*** Opening of DATA SHOWN ***

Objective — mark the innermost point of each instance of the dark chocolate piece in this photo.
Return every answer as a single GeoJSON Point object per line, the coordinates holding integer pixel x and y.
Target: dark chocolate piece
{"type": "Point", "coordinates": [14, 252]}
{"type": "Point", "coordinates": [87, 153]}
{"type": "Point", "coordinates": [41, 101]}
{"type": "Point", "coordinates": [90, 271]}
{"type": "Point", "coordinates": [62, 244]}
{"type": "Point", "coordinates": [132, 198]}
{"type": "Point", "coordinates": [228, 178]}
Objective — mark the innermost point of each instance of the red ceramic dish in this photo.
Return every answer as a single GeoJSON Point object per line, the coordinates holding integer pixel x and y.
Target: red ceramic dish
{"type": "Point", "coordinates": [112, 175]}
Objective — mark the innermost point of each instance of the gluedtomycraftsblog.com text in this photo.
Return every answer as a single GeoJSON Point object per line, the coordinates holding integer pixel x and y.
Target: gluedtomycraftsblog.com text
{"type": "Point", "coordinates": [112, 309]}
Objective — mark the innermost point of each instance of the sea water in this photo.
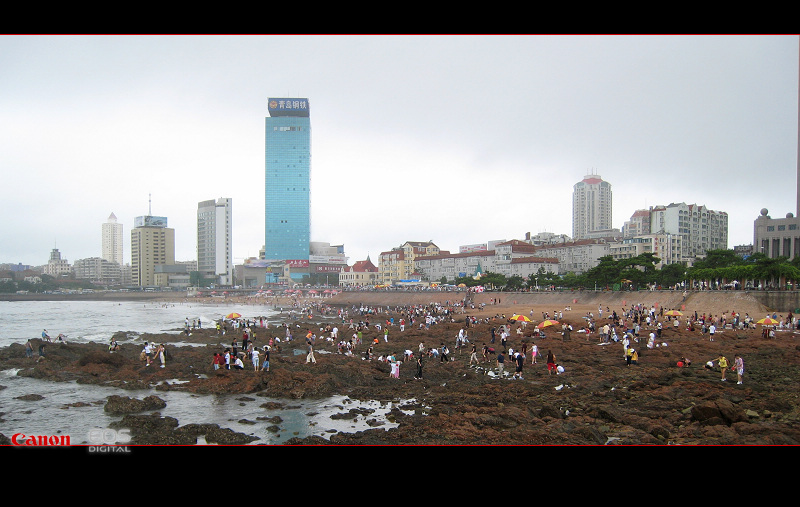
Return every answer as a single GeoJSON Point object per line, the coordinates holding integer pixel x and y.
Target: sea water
{"type": "Point", "coordinates": [69, 408]}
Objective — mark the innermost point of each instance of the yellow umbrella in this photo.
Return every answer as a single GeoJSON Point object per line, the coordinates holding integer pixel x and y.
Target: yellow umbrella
{"type": "Point", "coordinates": [547, 323]}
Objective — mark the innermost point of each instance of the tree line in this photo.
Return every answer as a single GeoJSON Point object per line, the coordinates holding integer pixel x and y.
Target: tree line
{"type": "Point", "coordinates": [717, 270]}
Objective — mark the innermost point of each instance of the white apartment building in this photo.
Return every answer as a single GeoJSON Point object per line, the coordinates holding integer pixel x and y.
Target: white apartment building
{"type": "Point", "coordinates": [666, 247]}
{"type": "Point", "coordinates": [360, 274]}
{"type": "Point", "coordinates": [152, 244]}
{"type": "Point", "coordinates": [591, 207]}
{"type": "Point", "coordinates": [398, 263]}
{"type": "Point", "coordinates": [111, 238]}
{"type": "Point", "coordinates": [214, 233]}
{"type": "Point", "coordinates": [451, 266]}
{"type": "Point", "coordinates": [56, 266]}
{"type": "Point", "coordinates": [576, 256]}
{"type": "Point", "coordinates": [98, 270]}
{"type": "Point", "coordinates": [701, 229]}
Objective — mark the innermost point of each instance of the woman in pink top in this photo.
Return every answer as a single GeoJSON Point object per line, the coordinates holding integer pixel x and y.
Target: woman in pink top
{"type": "Point", "coordinates": [738, 365]}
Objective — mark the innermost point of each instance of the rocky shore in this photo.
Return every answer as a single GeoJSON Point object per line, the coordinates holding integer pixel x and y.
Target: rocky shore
{"type": "Point", "coordinates": [598, 400]}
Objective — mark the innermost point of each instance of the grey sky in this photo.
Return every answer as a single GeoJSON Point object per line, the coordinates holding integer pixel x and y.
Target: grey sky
{"type": "Point", "coordinates": [455, 139]}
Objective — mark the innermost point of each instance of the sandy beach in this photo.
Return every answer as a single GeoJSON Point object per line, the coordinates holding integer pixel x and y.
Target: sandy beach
{"type": "Point", "coordinates": [599, 399]}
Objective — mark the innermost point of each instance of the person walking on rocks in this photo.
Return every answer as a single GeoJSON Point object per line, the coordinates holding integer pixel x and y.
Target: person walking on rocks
{"type": "Point", "coordinates": [500, 363]}
{"type": "Point", "coordinates": [551, 362]}
{"type": "Point", "coordinates": [723, 365]}
{"type": "Point", "coordinates": [738, 366]}
{"type": "Point", "coordinates": [265, 362]}
{"type": "Point", "coordinates": [520, 360]}
{"type": "Point", "coordinates": [474, 355]}
{"type": "Point", "coordinates": [148, 352]}
{"type": "Point", "coordinates": [310, 357]}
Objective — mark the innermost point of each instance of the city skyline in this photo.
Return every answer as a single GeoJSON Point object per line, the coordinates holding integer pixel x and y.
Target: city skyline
{"type": "Point", "coordinates": [454, 139]}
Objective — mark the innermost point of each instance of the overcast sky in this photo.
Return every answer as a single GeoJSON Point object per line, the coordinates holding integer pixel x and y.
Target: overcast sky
{"type": "Point", "coordinates": [455, 139]}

*** Close of DATA SHOWN ***

▶ **GOAL OF THE EXERCISE**
Restate every record exactly, please; do not copy the pictures.

▶ **THE COMPLETED TASK**
Objective — mark the innermost point of each instance of the dark chocolate piece in this photo.
Return every answer as a single GeoJSON Point object per line, the coordinates holding integer pixel x and y.
Target: dark chocolate piece
{"type": "Point", "coordinates": [14, 252]}
{"type": "Point", "coordinates": [87, 153]}
{"type": "Point", "coordinates": [41, 101]}
{"type": "Point", "coordinates": [90, 271]}
{"type": "Point", "coordinates": [62, 244]}
{"type": "Point", "coordinates": [132, 198]}
{"type": "Point", "coordinates": [228, 178]}
Objective — mark the innermost point of each instance of the red ceramic dish in this photo.
Return every answer as a single GeoJSON Point object per line, the coordinates holding integer pixel x and y.
Target: red ceramic dish
{"type": "Point", "coordinates": [112, 175]}
Objective — mark the innermost point of each instance of the gluedtomycraftsblog.com text in this photo.
Return every answer as a single GeoJSON Point object per line, the coordinates holding integer pixel x and y.
Target: gluedtomycraftsblog.com text
{"type": "Point", "coordinates": [112, 309]}
Objective — mark the innermost point of each instance of the sea water in this photo.
Return every answer as a single GeoJSON Point object per line, the coordinates holding integer pixel x and y.
Target: sea water
{"type": "Point", "coordinates": [69, 408]}
Objective — mark the innermost point of each instance of the yellow umbrella in this photo.
Return every answer as a single GeoJSON Point object per line, the coordinates holding integer pixel x and y.
Target: yellow umbrella
{"type": "Point", "coordinates": [547, 323]}
Objective — mark the innermost point of each instance of the tree line in this photo.
Return every answer as a single GeoJSON Point object per line, the coordinates holding integer pixel x and y.
Target: tree line
{"type": "Point", "coordinates": [717, 270]}
Objective — mark the innermost point of each instance of the white apartment building in this photo.
Return every answer as a single GeoJSON Point object per line, the coordinates holding integer pixel x and y.
Target: white apartment building
{"type": "Point", "coordinates": [666, 247]}
{"type": "Point", "coordinates": [360, 274]}
{"type": "Point", "coordinates": [152, 244]}
{"type": "Point", "coordinates": [591, 207]}
{"type": "Point", "coordinates": [398, 263]}
{"type": "Point", "coordinates": [111, 238]}
{"type": "Point", "coordinates": [214, 233]}
{"type": "Point", "coordinates": [451, 266]}
{"type": "Point", "coordinates": [56, 266]}
{"type": "Point", "coordinates": [576, 256]}
{"type": "Point", "coordinates": [98, 270]}
{"type": "Point", "coordinates": [701, 229]}
Objective — mark the innermost point of each instance of the woman in pink top in this photo.
Return every answer as a single GeoJSON Point object per line, the coordinates holding integer pixel x and y.
Target: woman in pink top
{"type": "Point", "coordinates": [738, 365]}
Objective — mark the innermost point of each instance of the rocky shore in this photo.
Return every answer as a single GeoJSON Point object per line, the coordinates holding integer pixel x and y.
Target: rocky shore
{"type": "Point", "coordinates": [598, 400]}
Objective — mark the innermost point of each instance of the grey sky in this photo.
Return every answer as a single GeoJSON Point object per line, the coordinates holding integer pixel x and y.
Target: grey sky
{"type": "Point", "coordinates": [455, 139]}
Objective — mark the innermost point of each instance of the sandy beach in this photo.
Return every answer as a single GeoJSON Point object per line, the coordinates holding integer pixel x and y.
Target: sandy beach
{"type": "Point", "coordinates": [599, 399]}
Objective — mark the innermost point of each instance of the person walking on rocks in this photo.
Return every answer as a single GeoJSON Point object per line, the coordinates holding integer pixel x and y.
Target: person walking on rocks
{"type": "Point", "coordinates": [500, 363]}
{"type": "Point", "coordinates": [551, 362]}
{"type": "Point", "coordinates": [723, 365]}
{"type": "Point", "coordinates": [738, 366]}
{"type": "Point", "coordinates": [265, 362]}
{"type": "Point", "coordinates": [520, 360]}
{"type": "Point", "coordinates": [474, 355]}
{"type": "Point", "coordinates": [148, 352]}
{"type": "Point", "coordinates": [310, 357]}
Objective — mark the innermost point of each instance of the city skyline in this photo.
Return every answer as a single GeoJSON Point object per line, the coordinates holding integer pixel x and y.
Target: city skyline
{"type": "Point", "coordinates": [454, 139]}
Objective — mark the innermost point of each instance of the overcast sky in this photo.
Return every answer as a single GeoJSON Point object per line, the coordinates holding integer pixel x and y.
Target: overcast sky
{"type": "Point", "coordinates": [455, 139]}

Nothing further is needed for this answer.